Copy out every line from the entries below that contains the word "distant", treating uppercase and lowercase as different.

>> begin Record set

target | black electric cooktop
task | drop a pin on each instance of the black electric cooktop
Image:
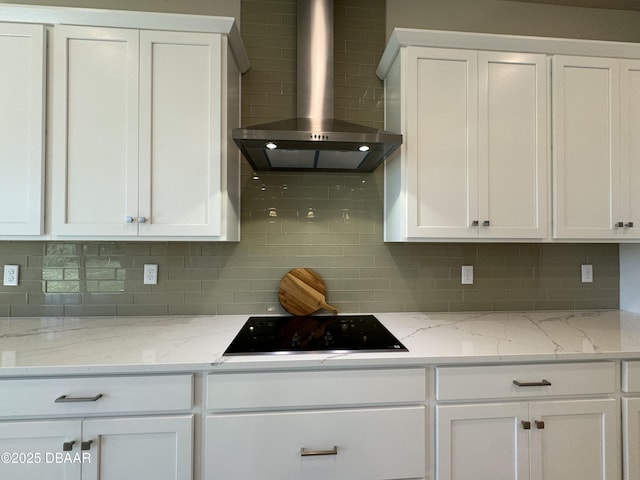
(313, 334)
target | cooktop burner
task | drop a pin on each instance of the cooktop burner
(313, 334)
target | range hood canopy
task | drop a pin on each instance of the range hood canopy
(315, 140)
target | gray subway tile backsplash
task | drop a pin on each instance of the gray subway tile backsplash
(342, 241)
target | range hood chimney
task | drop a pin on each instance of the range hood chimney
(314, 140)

>> end Record set
>> begin Record set

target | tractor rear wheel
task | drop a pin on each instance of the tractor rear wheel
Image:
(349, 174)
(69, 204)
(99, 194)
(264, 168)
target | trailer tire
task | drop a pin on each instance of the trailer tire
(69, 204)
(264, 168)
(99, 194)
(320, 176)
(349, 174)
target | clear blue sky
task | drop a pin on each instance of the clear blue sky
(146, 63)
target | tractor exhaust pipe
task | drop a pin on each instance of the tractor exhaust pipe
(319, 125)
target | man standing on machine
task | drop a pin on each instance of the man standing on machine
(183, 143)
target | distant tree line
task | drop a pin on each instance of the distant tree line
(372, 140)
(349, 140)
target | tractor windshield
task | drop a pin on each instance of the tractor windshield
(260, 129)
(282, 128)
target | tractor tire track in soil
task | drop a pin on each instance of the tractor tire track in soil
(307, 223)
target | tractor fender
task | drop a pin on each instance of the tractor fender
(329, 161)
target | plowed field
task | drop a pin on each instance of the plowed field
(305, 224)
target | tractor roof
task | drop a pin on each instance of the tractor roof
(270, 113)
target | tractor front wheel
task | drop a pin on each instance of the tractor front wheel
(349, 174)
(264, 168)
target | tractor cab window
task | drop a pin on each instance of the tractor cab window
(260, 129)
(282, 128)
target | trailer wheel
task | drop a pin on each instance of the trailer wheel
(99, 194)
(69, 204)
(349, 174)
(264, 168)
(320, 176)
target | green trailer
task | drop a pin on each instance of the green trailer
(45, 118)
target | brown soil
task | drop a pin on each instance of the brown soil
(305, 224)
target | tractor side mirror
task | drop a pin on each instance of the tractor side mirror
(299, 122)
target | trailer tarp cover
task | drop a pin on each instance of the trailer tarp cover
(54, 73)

>> end Record set

• _Full output_
target | distant tree line
task | drop a pin on each instance of the distant tree line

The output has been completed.